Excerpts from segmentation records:
******************************
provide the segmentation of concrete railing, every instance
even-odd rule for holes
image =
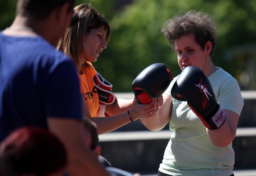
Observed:
[[[133,99],[134,96],[132,92],[115,94],[118,98],[124,99]],[[242,94],[244,104],[232,142],[234,167],[235,170],[255,169],[256,91],[242,91]],[[114,167],[142,174],[156,173],[172,132],[168,125],[159,132],[152,132],[137,120],[99,135],[102,155]]]

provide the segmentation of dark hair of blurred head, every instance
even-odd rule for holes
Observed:
[[[46,129],[31,126],[15,130],[2,142],[0,162],[1,175],[44,176],[63,169],[68,160],[58,138]]]
[[[23,16],[33,16],[38,20],[46,19],[58,7],[68,3],[73,10],[75,0],[19,0],[17,13]]]
[[[89,146],[93,151],[99,145],[99,137],[96,124],[89,119],[85,118],[84,121],[84,126],[85,130],[88,130],[91,137],[91,141]]]

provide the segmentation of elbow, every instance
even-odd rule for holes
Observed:
[[[144,124],[144,125],[148,130],[153,132],[158,132],[158,131],[161,130],[163,128],[159,127],[154,125],[151,126]]]
[[[160,130],[161,129],[159,129],[159,128],[157,128],[157,127],[155,126],[155,125],[150,125],[149,124],[147,124],[145,123],[143,124],[145,126],[145,127],[147,128],[148,130],[153,131],[154,132],[157,132]]]

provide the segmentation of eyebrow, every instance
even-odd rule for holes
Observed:
[[[186,47],[185,47],[184,48],[184,49],[187,49],[188,48],[192,48],[192,49],[194,49],[194,48],[193,48],[193,47],[190,47],[190,46],[186,46]],[[180,50],[180,50],[180,49],[178,49],[178,50],[177,50],[177,49],[175,49],[175,50],[176,50],[176,52],[177,52],[177,51],[180,51]]]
******************************
**WHAT TO PRODUCE:** Starting at the line with "provide the segmentation of eyebrow, every", copy every line up to and including the last one in the entries above.

**WRITTEN RESPONSE:**
provide the segmentation of eyebrow, every instance
even-odd rule for holes
Observed:
[[[186,47],[185,47],[184,48],[184,49],[187,49],[188,48],[192,48],[192,49],[194,49],[194,48],[193,48],[193,47],[190,47],[190,46],[186,46]],[[180,50],[180,50],[180,49],[178,49],[178,50],[177,50],[177,49],[175,49],[175,50],[176,50],[176,52],[177,52],[177,51],[180,51]]]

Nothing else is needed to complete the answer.